## What is being asked:
Exactly reproduce each record listed below.
******************************
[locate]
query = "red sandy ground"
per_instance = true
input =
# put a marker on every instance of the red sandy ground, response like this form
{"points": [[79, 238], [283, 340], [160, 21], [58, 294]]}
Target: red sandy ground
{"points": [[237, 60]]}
******************************
## Solution below:
[locate]
query = "red sandy ground"
per_instance = true
input =
# put a marker on every instance of the red sandy ground, response like this form
{"points": [[79, 238], [283, 340], [160, 21], [58, 294]]}
Target: red sandy ground
{"points": [[237, 60]]}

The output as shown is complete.